MATERIAL SUPPLIED:
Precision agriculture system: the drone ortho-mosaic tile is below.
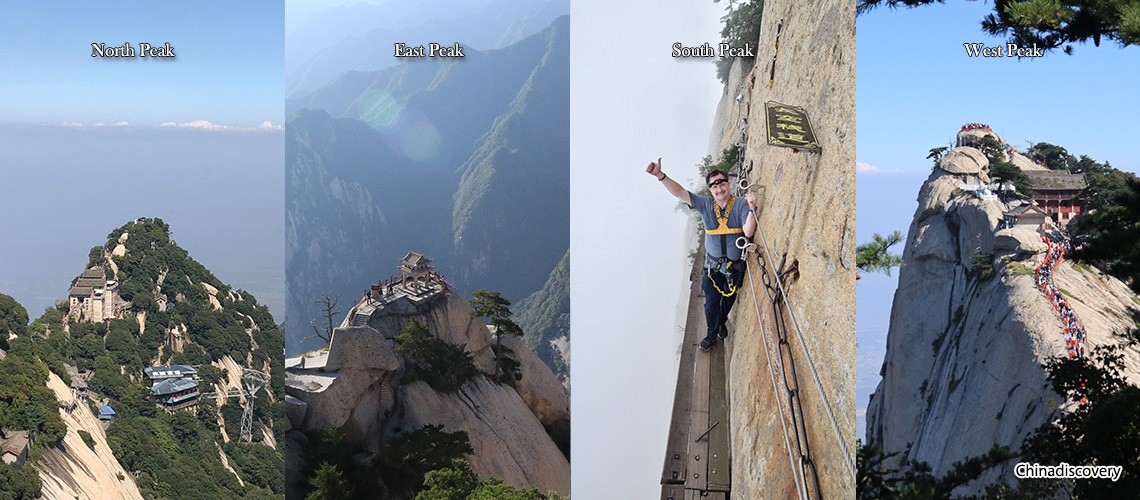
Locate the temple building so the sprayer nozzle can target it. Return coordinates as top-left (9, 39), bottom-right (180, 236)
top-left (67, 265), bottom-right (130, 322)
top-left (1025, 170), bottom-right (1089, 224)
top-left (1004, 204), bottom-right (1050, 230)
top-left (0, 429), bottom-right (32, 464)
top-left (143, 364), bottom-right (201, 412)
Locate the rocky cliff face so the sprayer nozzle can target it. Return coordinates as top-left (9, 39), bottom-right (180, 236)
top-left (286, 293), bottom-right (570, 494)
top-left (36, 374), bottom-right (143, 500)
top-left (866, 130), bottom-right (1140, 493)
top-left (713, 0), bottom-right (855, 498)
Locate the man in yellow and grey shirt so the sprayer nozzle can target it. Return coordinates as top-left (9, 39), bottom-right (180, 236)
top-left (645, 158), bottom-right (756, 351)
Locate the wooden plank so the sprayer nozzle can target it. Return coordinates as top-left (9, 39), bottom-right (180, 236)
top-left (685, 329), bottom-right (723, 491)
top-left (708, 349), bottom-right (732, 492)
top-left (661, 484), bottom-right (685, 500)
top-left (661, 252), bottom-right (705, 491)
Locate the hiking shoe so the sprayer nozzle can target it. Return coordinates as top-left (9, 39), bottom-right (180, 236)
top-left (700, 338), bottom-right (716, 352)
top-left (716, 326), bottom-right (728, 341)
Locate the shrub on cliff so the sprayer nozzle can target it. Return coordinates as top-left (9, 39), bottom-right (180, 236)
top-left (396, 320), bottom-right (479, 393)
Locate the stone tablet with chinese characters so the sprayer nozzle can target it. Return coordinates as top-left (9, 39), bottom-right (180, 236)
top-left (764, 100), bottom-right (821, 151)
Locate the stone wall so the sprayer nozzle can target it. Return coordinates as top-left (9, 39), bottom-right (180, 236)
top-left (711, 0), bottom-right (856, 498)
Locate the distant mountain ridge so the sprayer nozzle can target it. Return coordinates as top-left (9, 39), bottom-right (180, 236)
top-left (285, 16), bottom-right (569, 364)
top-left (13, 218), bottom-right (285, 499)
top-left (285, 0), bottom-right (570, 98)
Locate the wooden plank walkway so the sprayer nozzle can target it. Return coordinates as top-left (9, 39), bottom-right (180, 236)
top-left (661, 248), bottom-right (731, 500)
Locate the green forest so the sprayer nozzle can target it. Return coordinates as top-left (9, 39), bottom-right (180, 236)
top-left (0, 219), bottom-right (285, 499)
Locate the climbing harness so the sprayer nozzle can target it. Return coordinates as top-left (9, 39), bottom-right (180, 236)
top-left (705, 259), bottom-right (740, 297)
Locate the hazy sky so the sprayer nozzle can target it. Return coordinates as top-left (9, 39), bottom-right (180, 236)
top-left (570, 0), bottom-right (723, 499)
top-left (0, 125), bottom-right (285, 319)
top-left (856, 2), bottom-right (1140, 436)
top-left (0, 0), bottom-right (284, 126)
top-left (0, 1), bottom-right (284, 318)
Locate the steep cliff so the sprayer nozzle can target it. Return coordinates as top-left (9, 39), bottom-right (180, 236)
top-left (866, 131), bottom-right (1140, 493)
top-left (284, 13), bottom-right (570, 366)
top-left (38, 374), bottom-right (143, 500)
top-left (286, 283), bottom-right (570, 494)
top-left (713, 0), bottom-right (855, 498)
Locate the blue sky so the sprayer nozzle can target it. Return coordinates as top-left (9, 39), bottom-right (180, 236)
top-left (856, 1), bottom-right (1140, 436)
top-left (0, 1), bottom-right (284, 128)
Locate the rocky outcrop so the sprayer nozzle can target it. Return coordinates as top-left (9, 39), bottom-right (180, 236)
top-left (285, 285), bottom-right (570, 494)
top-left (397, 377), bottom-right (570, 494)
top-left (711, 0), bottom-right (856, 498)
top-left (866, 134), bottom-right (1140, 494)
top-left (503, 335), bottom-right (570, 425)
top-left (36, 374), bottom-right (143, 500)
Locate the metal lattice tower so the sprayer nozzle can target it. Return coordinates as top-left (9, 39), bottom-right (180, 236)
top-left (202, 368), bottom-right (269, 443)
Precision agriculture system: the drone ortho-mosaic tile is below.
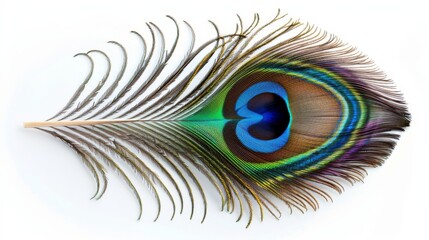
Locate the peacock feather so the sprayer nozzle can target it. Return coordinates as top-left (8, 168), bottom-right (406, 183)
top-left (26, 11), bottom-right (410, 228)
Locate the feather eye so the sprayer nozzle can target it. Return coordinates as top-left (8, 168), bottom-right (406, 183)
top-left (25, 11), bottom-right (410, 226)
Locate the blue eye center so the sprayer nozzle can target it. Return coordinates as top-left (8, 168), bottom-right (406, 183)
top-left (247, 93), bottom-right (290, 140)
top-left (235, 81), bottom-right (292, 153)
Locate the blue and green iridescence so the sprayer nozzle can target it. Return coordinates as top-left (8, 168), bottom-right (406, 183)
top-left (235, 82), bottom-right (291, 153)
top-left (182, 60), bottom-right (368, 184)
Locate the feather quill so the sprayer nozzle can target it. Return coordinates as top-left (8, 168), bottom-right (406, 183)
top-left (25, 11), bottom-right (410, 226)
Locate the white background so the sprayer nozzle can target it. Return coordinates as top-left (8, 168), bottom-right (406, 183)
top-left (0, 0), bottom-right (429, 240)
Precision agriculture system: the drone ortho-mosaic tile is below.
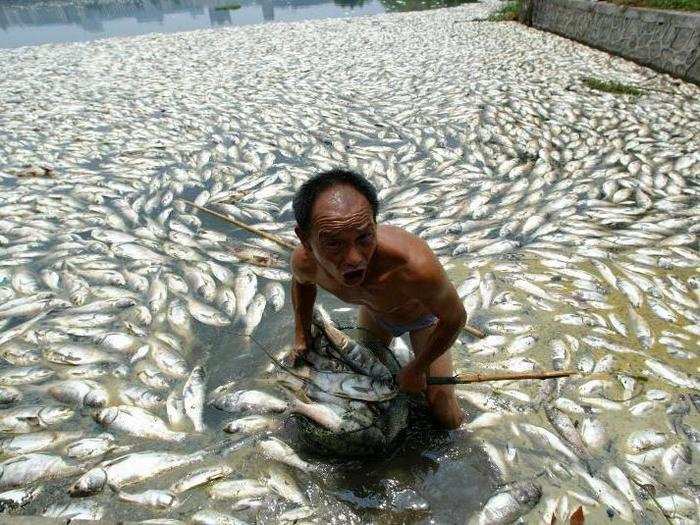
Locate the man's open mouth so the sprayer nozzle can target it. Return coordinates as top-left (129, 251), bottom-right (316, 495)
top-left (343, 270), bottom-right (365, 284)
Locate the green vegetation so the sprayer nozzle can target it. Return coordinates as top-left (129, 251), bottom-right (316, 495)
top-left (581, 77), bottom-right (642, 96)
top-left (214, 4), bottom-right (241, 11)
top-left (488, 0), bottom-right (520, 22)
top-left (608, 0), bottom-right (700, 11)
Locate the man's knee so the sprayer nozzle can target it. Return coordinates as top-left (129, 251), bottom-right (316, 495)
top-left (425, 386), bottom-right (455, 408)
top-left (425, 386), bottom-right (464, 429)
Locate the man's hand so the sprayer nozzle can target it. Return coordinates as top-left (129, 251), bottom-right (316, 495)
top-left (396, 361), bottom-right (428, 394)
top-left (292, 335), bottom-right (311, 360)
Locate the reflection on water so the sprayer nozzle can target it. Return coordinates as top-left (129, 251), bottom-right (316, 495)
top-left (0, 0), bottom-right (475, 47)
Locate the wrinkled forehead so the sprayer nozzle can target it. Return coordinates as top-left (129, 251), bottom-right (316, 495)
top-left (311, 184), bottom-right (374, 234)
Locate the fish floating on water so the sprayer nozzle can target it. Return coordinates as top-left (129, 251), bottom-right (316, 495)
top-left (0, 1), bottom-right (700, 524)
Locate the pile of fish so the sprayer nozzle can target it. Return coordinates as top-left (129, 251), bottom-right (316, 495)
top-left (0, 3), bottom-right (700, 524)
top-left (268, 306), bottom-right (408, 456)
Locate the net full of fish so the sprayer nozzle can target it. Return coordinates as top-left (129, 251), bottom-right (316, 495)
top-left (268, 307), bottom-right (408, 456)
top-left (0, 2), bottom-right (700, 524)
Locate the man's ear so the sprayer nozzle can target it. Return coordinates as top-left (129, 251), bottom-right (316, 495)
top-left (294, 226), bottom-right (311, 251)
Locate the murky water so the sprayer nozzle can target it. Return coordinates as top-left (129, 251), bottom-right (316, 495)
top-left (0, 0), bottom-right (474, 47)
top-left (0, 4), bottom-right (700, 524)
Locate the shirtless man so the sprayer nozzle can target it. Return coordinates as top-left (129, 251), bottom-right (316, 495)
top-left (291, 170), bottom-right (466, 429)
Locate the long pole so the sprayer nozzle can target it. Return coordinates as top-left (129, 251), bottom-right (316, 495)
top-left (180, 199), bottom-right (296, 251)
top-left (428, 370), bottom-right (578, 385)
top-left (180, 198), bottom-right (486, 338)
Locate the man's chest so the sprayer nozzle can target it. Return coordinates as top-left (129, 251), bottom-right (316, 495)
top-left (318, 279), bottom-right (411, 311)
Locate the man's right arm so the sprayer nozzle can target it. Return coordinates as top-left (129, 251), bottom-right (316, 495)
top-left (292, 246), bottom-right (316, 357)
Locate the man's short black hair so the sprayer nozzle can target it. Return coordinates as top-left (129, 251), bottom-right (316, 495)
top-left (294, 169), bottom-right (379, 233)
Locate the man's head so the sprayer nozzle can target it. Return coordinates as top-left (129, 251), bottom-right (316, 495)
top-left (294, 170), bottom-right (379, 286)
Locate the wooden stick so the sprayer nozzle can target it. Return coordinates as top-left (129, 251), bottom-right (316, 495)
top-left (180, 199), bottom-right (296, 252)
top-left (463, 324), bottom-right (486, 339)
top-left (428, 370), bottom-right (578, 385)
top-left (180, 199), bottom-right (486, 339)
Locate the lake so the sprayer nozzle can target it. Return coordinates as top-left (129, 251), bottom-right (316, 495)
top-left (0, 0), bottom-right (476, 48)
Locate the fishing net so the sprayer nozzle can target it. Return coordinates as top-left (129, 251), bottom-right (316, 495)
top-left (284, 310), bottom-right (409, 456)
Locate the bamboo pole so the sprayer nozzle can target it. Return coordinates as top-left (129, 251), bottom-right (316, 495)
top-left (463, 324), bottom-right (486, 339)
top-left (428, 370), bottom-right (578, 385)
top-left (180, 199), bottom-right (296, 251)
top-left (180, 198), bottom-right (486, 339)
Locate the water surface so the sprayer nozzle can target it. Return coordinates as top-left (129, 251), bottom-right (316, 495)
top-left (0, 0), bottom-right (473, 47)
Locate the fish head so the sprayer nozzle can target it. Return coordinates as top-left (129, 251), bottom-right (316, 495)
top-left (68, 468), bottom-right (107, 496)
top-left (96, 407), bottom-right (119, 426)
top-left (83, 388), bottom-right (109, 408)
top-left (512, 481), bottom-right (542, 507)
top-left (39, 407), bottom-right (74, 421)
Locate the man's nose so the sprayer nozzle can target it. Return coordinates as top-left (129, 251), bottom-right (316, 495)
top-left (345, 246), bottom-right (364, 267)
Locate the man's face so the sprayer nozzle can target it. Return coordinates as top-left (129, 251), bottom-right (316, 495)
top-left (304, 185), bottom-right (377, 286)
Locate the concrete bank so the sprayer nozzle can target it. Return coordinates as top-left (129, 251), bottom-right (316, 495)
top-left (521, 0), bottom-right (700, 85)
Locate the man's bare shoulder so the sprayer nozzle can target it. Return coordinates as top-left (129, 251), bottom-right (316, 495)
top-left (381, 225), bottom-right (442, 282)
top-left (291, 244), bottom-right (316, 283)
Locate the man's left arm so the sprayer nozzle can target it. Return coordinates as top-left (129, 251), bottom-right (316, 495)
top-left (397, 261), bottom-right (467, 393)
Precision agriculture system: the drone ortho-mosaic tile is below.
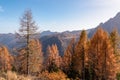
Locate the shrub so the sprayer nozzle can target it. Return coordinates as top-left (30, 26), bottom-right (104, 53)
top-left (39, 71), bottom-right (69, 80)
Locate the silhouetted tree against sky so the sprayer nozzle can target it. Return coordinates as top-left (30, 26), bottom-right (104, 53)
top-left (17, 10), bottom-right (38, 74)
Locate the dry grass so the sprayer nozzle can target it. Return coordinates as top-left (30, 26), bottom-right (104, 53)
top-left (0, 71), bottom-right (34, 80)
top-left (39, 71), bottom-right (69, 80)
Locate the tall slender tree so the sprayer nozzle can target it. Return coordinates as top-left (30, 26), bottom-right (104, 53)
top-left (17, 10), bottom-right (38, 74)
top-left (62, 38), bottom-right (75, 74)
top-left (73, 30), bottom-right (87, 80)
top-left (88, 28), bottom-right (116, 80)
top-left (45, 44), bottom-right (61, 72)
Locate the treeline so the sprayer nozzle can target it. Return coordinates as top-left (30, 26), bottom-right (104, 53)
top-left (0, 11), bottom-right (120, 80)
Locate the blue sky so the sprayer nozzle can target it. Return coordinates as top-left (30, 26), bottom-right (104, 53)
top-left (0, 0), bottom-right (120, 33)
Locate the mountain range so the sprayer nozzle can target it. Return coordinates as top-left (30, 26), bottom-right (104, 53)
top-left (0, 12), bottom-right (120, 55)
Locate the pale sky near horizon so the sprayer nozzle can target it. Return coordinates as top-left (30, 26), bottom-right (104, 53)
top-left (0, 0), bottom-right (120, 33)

SHORT TASK: Rewrite the lines of the listing from the one containing "Locate the feather quill" through the one containing "top-left (343, 270), bottom-right (365, 284)", inclusive, swapping "sprayer nozzle" for "spray boom" and keeping everything else the same. Leave the picture out of the answer.

RESULT BELOW:
Locate the feather quill so the spray boom can target it. Return coordinates as top-left (8, 168), bottom-right (406, 183)
top-left (25, 11), bottom-right (410, 226)
Locate the white background so the spray boom can target it. Return coordinates as top-left (8, 168), bottom-right (406, 183)
top-left (0, 0), bottom-right (429, 240)
Precision agriculture system: the drone ortho-mosaic tile is below.
Locate the man's open mouth so the spray boom can target it. Return coordinates as top-left (129, 251), bottom-right (316, 495)
top-left (343, 270), bottom-right (365, 284)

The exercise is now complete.